Mask labeling examples:
* start *
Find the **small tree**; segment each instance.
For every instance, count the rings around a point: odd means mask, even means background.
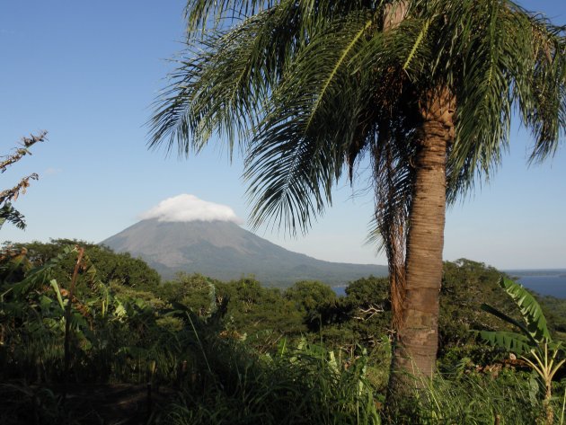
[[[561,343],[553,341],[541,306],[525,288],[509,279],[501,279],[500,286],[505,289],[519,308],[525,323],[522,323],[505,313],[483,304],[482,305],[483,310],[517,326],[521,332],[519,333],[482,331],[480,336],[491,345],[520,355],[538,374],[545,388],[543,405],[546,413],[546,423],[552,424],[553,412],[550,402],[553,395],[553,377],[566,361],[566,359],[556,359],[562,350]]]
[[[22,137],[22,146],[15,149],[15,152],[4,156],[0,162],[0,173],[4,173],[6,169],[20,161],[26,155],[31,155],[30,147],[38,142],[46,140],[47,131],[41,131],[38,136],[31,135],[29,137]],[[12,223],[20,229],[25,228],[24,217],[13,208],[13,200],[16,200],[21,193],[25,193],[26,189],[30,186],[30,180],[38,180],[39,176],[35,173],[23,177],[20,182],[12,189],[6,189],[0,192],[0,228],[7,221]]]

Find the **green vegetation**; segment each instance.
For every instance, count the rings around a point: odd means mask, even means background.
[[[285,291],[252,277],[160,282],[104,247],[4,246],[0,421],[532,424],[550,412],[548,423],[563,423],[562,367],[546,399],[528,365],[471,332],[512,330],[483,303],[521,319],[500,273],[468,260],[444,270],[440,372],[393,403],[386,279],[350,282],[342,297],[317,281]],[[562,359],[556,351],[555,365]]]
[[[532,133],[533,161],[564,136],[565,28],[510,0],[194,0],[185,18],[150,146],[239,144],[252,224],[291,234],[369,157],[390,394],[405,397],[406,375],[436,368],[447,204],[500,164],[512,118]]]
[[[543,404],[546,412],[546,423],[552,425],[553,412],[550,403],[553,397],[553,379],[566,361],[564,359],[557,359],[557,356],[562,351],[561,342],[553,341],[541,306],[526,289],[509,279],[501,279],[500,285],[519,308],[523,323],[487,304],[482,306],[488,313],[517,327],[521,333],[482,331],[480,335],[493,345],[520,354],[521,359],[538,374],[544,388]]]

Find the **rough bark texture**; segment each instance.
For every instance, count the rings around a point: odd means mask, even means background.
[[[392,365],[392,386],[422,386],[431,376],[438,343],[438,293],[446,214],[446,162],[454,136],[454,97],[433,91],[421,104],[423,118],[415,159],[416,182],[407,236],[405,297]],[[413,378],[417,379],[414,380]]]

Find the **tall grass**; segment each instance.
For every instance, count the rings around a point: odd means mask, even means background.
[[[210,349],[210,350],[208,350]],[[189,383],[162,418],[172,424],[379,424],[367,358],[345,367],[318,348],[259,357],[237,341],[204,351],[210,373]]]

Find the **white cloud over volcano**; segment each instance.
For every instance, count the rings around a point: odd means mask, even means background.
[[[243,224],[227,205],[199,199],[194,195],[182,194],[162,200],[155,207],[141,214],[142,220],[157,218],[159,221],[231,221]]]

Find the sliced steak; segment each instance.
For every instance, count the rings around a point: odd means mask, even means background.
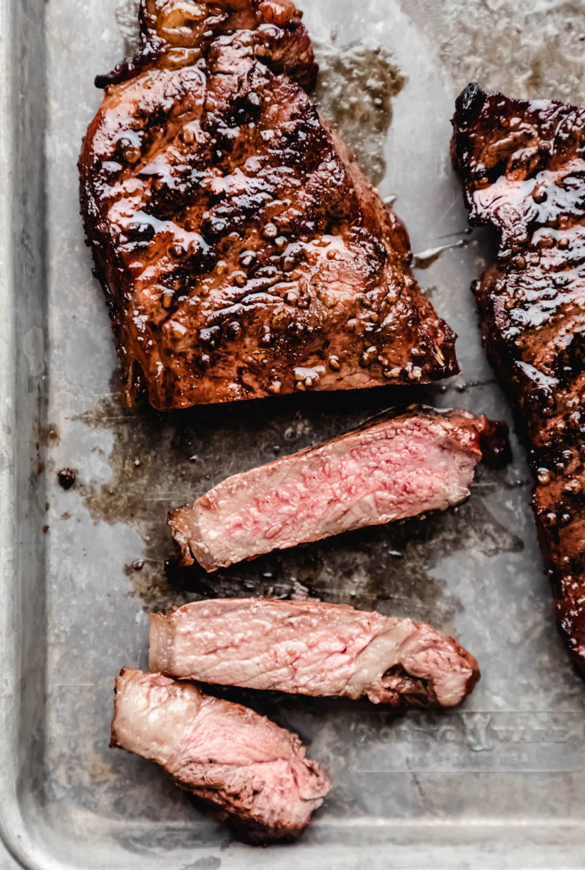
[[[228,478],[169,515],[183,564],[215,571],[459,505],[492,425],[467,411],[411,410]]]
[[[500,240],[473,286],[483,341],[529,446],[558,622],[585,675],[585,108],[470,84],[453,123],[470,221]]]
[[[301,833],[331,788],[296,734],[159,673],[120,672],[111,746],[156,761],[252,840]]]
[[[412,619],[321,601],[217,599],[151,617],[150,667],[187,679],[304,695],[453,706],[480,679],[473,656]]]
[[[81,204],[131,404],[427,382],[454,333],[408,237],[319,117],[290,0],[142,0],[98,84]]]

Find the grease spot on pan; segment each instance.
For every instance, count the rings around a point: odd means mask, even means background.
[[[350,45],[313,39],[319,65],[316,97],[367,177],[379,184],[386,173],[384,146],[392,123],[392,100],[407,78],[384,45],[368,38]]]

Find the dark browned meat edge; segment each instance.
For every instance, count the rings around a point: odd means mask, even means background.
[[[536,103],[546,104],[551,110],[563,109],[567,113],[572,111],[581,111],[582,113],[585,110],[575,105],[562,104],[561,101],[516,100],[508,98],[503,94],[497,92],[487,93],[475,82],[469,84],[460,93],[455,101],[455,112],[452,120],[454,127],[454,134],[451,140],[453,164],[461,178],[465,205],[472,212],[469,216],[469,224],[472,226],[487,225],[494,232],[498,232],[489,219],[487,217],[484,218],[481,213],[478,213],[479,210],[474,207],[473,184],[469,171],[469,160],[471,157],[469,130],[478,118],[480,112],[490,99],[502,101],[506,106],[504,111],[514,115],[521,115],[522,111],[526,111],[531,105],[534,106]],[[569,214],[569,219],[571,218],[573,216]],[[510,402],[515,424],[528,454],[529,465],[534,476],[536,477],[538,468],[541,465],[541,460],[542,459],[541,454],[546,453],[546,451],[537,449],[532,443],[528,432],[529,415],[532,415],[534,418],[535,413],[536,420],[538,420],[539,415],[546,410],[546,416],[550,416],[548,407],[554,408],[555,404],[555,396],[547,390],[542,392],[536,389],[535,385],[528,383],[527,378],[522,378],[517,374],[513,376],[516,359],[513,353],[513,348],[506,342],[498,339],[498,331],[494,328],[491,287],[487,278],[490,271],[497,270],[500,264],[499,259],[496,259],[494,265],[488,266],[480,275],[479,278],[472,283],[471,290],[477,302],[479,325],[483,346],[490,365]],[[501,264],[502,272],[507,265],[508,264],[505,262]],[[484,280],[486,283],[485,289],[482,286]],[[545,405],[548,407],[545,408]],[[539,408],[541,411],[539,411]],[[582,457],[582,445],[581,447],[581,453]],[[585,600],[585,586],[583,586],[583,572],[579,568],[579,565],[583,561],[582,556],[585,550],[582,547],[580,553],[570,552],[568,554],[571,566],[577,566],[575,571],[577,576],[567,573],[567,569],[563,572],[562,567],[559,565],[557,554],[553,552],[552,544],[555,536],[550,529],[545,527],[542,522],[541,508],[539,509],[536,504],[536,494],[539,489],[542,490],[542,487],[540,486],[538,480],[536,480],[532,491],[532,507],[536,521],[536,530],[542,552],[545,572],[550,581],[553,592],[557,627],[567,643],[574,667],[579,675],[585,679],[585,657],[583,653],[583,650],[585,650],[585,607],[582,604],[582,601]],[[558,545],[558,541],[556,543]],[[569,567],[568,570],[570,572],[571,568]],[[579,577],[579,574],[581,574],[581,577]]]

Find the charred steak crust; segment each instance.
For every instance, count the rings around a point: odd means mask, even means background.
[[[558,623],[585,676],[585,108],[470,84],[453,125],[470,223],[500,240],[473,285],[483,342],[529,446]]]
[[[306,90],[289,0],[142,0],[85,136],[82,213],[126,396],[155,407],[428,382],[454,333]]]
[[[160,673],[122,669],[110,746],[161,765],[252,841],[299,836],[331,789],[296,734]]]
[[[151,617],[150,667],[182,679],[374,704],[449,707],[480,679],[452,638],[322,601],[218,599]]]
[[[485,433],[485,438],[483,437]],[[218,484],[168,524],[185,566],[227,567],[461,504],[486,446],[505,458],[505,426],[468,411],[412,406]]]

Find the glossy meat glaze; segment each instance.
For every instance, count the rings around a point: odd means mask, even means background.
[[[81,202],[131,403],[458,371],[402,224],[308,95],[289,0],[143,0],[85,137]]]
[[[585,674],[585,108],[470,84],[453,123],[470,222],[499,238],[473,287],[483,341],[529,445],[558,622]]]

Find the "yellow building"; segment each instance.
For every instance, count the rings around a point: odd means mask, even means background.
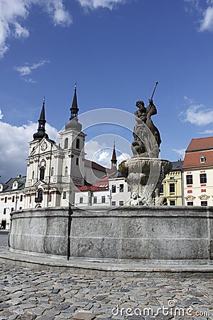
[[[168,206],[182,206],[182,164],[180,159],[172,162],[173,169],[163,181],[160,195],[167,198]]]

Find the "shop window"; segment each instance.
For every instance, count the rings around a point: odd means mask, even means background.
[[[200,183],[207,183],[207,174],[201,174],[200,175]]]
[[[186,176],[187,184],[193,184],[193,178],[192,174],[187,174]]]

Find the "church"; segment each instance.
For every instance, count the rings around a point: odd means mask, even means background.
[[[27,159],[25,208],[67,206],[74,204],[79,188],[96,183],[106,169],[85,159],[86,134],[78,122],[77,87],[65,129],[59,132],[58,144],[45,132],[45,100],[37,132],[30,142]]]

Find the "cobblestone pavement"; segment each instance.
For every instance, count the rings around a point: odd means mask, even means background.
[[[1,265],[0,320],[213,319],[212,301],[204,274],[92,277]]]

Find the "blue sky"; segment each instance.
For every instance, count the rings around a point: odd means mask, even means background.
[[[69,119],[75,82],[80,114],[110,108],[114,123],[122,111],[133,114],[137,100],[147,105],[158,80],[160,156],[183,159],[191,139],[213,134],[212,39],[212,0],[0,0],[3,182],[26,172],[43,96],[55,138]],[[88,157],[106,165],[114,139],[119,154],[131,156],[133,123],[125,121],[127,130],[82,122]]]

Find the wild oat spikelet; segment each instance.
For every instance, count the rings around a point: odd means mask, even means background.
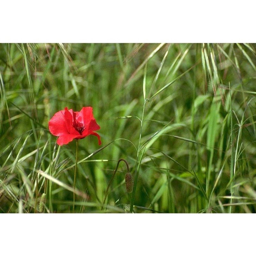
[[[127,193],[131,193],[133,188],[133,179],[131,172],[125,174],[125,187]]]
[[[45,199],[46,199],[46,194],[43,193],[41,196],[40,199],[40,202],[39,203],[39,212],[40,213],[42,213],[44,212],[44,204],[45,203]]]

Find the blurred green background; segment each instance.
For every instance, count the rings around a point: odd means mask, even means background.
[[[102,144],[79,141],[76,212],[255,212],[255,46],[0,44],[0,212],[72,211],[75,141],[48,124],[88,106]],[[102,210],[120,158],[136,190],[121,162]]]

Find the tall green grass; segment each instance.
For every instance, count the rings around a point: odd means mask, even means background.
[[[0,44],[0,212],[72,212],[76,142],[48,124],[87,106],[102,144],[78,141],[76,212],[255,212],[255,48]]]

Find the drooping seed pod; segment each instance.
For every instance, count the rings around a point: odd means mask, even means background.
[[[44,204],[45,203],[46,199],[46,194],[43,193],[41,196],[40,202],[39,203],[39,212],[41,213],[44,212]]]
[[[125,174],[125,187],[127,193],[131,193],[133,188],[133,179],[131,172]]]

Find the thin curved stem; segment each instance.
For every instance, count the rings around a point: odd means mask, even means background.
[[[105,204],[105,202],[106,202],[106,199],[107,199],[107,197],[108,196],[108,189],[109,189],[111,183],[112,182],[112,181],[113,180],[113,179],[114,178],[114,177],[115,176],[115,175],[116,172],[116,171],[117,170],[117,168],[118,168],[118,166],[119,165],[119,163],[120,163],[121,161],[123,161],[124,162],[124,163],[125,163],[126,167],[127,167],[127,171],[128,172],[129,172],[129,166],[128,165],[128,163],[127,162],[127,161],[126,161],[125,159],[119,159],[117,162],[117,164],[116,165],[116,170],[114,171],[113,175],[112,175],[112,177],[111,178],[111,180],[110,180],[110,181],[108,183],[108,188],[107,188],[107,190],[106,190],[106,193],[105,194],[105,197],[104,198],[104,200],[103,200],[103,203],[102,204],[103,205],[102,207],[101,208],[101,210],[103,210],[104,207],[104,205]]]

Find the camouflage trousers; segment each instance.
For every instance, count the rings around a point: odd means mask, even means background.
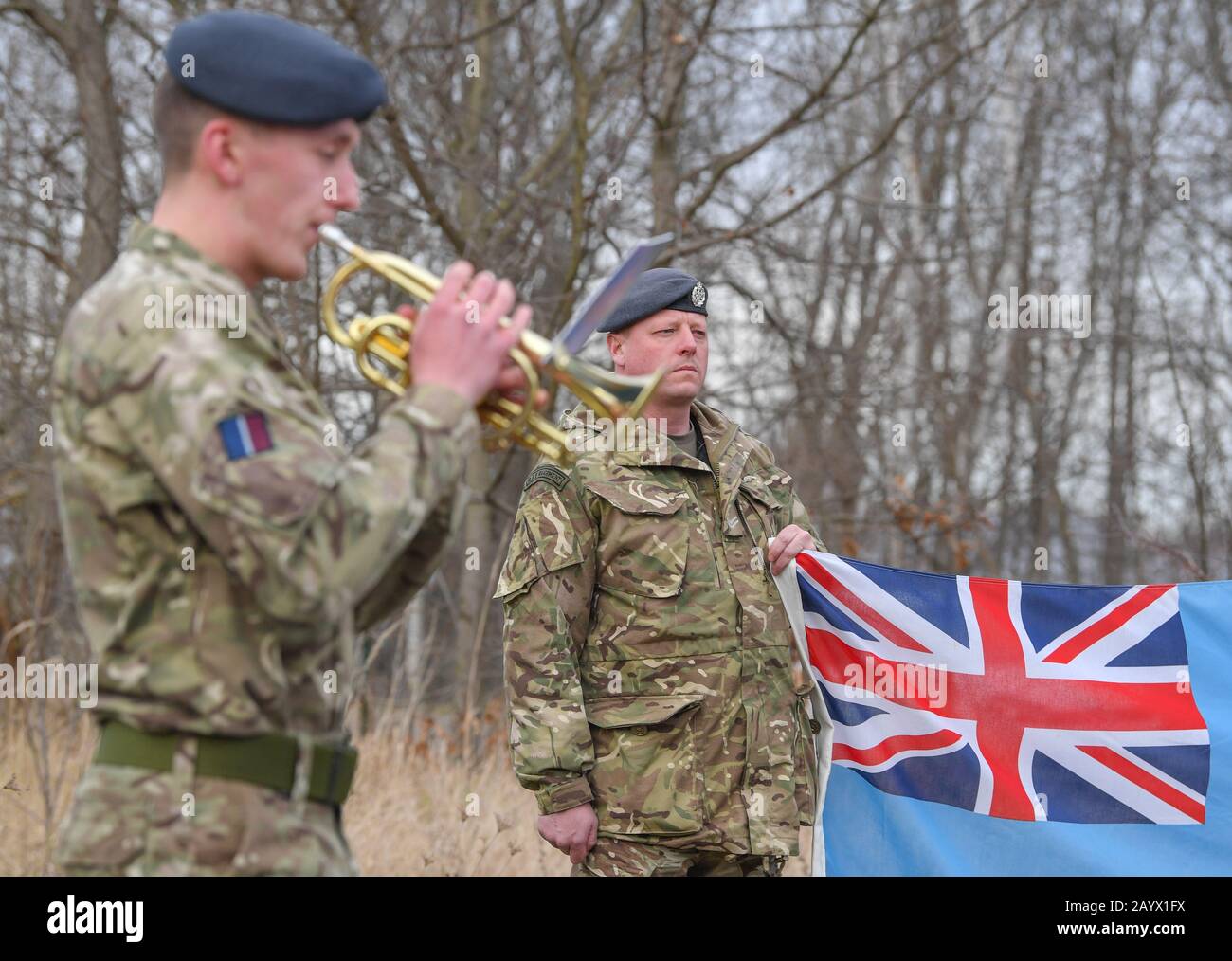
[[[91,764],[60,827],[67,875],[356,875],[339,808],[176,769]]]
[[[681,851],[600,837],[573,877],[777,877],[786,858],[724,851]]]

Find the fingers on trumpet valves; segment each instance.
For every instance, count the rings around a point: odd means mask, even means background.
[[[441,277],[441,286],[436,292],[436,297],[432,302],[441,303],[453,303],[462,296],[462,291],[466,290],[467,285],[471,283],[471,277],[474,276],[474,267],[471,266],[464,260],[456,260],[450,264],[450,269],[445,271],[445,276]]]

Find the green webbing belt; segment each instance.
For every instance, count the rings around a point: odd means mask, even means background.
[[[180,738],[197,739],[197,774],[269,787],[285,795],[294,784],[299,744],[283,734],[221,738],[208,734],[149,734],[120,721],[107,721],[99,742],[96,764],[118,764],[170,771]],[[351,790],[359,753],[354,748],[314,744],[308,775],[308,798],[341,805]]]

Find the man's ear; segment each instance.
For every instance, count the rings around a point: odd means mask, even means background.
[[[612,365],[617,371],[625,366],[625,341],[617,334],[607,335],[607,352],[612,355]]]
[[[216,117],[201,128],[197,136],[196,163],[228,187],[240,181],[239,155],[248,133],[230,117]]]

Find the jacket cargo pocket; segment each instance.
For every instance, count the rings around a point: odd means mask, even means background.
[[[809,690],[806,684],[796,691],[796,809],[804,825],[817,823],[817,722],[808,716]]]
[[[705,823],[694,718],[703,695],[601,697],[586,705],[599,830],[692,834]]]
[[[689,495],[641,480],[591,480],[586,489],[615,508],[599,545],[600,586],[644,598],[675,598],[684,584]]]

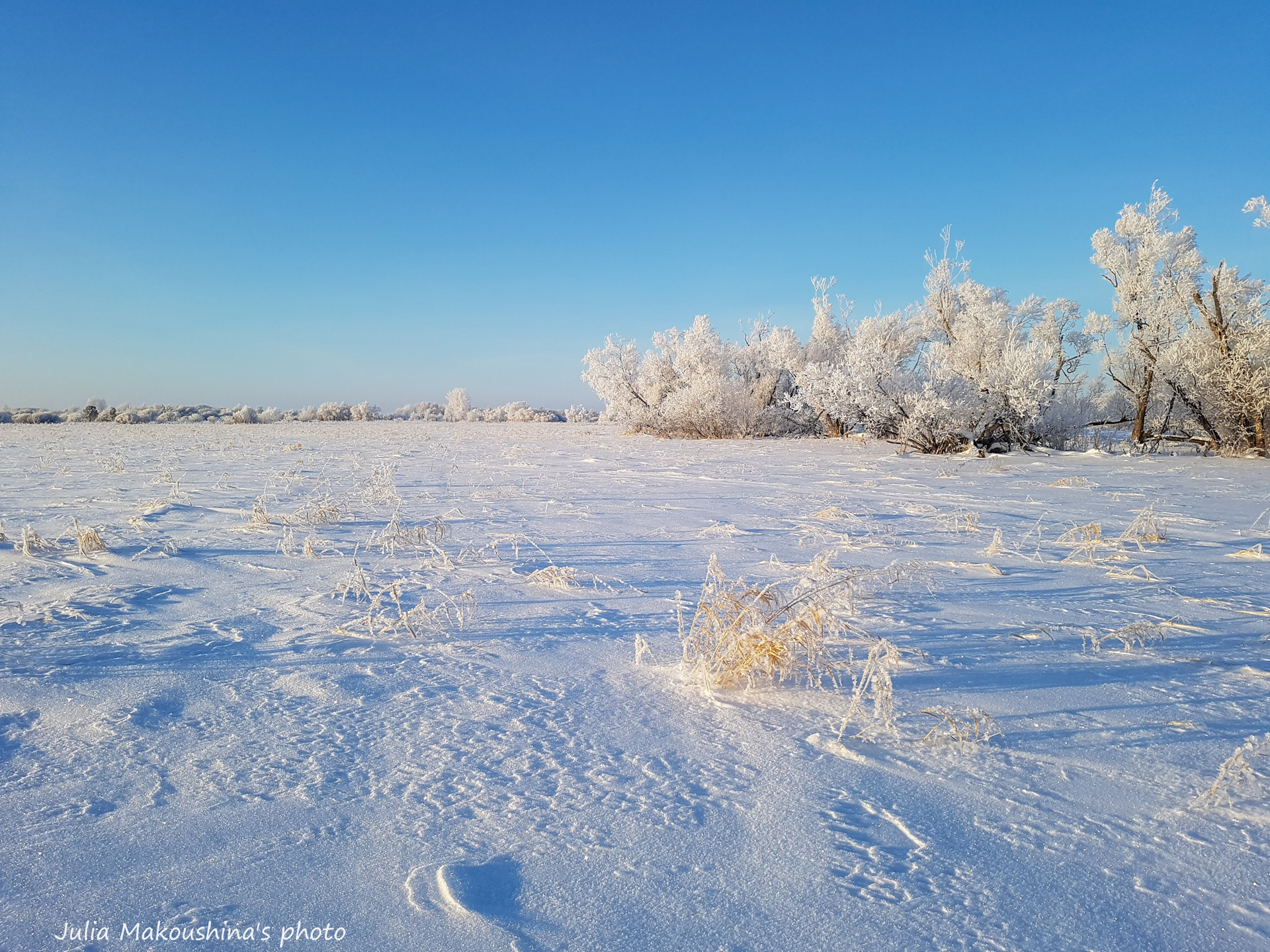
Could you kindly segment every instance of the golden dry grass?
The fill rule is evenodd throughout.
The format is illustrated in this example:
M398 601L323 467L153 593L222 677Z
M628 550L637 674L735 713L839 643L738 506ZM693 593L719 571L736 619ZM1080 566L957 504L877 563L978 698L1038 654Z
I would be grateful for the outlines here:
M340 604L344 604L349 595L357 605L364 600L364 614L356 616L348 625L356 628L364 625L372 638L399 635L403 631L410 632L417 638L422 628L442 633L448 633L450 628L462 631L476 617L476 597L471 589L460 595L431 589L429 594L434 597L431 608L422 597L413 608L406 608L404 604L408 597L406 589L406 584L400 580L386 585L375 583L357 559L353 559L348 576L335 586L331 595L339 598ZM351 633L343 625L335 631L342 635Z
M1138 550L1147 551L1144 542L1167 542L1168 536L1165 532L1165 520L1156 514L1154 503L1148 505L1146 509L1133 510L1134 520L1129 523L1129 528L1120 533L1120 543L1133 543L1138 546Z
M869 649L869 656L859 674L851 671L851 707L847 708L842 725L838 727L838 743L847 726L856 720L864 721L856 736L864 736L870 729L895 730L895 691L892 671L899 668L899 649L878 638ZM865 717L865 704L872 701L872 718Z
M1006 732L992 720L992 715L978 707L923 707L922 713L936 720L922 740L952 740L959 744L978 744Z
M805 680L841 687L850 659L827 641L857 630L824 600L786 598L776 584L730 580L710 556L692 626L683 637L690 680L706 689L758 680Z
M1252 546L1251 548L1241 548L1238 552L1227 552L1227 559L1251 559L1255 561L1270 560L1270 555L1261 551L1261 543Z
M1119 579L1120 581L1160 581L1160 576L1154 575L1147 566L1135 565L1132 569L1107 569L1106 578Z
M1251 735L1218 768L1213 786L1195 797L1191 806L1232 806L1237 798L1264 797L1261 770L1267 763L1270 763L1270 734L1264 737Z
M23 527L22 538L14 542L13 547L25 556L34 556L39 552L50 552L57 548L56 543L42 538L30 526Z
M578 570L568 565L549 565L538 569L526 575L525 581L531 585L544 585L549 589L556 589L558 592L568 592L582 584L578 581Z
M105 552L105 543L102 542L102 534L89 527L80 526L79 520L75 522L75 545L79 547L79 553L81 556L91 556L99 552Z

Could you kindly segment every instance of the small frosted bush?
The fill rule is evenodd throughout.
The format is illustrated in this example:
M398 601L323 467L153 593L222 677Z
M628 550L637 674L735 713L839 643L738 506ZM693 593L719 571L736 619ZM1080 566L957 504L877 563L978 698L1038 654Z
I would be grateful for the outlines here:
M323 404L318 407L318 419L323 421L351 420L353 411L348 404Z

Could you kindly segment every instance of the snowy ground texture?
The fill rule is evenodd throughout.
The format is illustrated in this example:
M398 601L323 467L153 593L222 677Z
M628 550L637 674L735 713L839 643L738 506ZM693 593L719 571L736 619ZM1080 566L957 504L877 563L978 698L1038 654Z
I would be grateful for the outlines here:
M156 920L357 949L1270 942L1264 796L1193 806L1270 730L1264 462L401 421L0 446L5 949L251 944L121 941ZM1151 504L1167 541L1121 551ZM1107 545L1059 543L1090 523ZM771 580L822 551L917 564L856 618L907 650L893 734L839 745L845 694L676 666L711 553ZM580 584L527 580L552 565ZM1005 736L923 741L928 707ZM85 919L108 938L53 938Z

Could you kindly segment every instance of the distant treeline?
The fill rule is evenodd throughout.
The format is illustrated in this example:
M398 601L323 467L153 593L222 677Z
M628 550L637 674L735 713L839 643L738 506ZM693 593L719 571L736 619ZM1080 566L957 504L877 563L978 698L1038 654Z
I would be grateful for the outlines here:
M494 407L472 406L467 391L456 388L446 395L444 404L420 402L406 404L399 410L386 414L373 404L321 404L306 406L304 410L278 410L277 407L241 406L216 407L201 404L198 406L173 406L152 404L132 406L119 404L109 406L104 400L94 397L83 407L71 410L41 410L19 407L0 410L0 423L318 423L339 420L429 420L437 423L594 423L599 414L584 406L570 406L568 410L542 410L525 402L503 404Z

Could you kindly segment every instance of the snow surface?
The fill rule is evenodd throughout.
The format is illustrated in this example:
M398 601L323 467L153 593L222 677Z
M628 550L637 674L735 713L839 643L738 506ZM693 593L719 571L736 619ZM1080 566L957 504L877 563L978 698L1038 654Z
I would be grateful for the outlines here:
* end *
**Your task:**
Please extract exactly, and only, the lines from the line containing "Could you kindly segment every instance of the snow surface?" through the last line of the records.

**Solution for this exercise:**
Could you kindly segment every instance of the snow surface?
The fill rule is evenodd throughout.
The format is illustrated in this example:
M398 601L323 467L153 593L222 677Z
M628 550L637 674L735 713L839 643L738 506ZM693 593L719 571L736 619ZM1080 566L957 504L877 563L978 698L1038 654Z
I would be grateful for the outlines here:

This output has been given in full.